◆ Source text:
━━━━━━━━━━━━━━━━━━━━━━━━━━━━━━

These 31 miles of line are undoubtedly the most travelled by the scout, either on their own or as part of longer journeys.
He must have ridden behind steam engines with his parents. Diesel hydraulics hauled the trains that took him to and from his boarding school in Taunton. He has since enjoyed diesel electrics, H.S.T’s. and D.M.U’s, often choosing to stand at an open window to observe all the very familiar landmarks.
Finally, at the end of his life, he has had to witness the worst abominations ever put on rail: electric trains which have to carry around diesel engines and tanks of gas oil; and whose bodywork is already corroding and fatiguing.
“Long gone are the days when the crack Limited (“Cornish Riviera Express”) used to run non-stop to Plymouth; and a grand sight it made going at speed through St. David’s, the hardest work for its immaculate “King” lying ahead, with the unassisted ascents of Dainton and Rattery, for which it would need to pick up water from the troughs at Exminster. Latterly, one of the few occasions when the back board (distant) came off was for the train of 22 empty Polybulks all the way from Switzerland to Cornwall, which, not needing relief, would hurtle through at 55 m.p.h. Another use for the through road was for Southern Up freights to attach their banking engines. I would step out some mornings to watch a pair of howling “Thousands” (Class 52s) work the Westbury to Exeter Central cement up the bank. Crikey, it would make you weep if that sight could be recreated. But the diesels have gone; so has the cement; and the through road is just bare ballast.”
From “Twenty-One Years with British Rail,” E. & T.V.R., 1995.
Cowley Bridge Junction
The junction of two turnpikes and the confluence of two rivers was not the best place to introduce the junction of two double lines of railway.
Since the above piece was written, the Environment Agency has raised the city’s flood defences and these now extend upstream to Cowley Bridge. A channel has also been made beneath the G.W. main line just east of the junction.
Cowley Bridge Junction Floods is a film which explains in great detail what was done here by railway engineers in the mid-1960s.
The scout’s coverage of the Exe Valley Branch opens with shots taken from the carriage between Cowley and Stafford Bridge, and at North Bridge.
Stafford’s Bridge
The O.S. marks it as Stafford Bridge.
In making his way around to North Bridge, the scout stopped on the bridleway leading from Woodrow Barton to Burridge Road and looked across the valley.
The scout stopped here in 2020 on a ride to Silverton.
Sandy Lane Crossing
This foot crossing was closed for several years and was not immediately reopened, even when work had been done to improve it, including the installation of warning lights.
Rewe Bridge
The “vee” of the turnpike and railway beside the camera in the first picture above was once the base of Munro Plant. The scout was at prep with Clive Munro, the owner’s son.

━━━━━━━━━━━━━━━━━━━━━━━━━━━━━━

◆ Task to carry out: According to the railway text, in which town was the scout's boarding school? The data are not required for the task.

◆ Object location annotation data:
━━━━━━━━━━━━━━━━━━━━━━━━━━━━━━

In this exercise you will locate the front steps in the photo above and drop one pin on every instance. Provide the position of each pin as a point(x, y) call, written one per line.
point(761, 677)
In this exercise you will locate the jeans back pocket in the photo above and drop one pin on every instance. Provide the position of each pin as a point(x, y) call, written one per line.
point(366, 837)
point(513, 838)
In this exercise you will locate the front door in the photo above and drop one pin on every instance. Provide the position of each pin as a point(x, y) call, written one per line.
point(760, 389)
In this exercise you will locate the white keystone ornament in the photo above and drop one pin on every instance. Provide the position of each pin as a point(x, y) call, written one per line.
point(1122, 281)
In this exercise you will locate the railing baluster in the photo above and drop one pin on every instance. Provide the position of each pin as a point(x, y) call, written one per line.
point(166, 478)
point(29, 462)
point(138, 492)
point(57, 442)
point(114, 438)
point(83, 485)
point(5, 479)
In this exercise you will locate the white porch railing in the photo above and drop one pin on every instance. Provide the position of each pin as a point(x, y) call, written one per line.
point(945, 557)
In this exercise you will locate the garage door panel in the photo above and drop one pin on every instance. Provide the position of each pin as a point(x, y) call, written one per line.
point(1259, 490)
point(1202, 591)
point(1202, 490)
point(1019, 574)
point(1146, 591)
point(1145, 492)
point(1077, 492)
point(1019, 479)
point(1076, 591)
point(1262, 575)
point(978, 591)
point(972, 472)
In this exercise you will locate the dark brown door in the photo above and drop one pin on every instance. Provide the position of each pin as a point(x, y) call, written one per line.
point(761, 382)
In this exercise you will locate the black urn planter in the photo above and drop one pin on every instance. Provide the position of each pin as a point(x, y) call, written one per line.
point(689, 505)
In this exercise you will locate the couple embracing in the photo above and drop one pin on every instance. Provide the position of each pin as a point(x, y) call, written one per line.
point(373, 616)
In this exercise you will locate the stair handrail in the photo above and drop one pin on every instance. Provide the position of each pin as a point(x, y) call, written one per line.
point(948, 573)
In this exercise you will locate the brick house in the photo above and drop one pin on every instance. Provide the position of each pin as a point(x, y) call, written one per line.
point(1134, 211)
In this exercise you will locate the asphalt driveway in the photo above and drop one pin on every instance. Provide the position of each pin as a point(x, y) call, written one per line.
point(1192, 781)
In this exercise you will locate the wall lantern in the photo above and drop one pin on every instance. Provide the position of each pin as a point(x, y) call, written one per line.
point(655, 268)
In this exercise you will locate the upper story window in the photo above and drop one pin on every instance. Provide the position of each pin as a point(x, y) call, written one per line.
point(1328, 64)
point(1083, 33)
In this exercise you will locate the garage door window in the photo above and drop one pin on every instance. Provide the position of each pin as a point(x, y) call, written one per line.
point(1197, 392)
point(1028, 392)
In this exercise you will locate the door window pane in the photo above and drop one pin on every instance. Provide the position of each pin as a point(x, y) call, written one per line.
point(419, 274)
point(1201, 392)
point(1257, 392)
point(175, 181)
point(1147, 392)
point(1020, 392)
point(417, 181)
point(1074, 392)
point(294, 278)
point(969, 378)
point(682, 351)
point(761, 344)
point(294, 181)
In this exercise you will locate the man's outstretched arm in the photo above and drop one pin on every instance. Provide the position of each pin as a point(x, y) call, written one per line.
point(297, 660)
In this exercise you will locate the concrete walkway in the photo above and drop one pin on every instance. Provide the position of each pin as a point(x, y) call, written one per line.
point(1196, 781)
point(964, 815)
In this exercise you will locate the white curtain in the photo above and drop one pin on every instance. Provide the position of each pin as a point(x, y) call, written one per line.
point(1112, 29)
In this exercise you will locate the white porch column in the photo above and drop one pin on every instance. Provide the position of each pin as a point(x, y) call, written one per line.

━━━━━━━━━━━━━━━━━━━━━━━━━━━━━━

◆ Exercise result: Taunton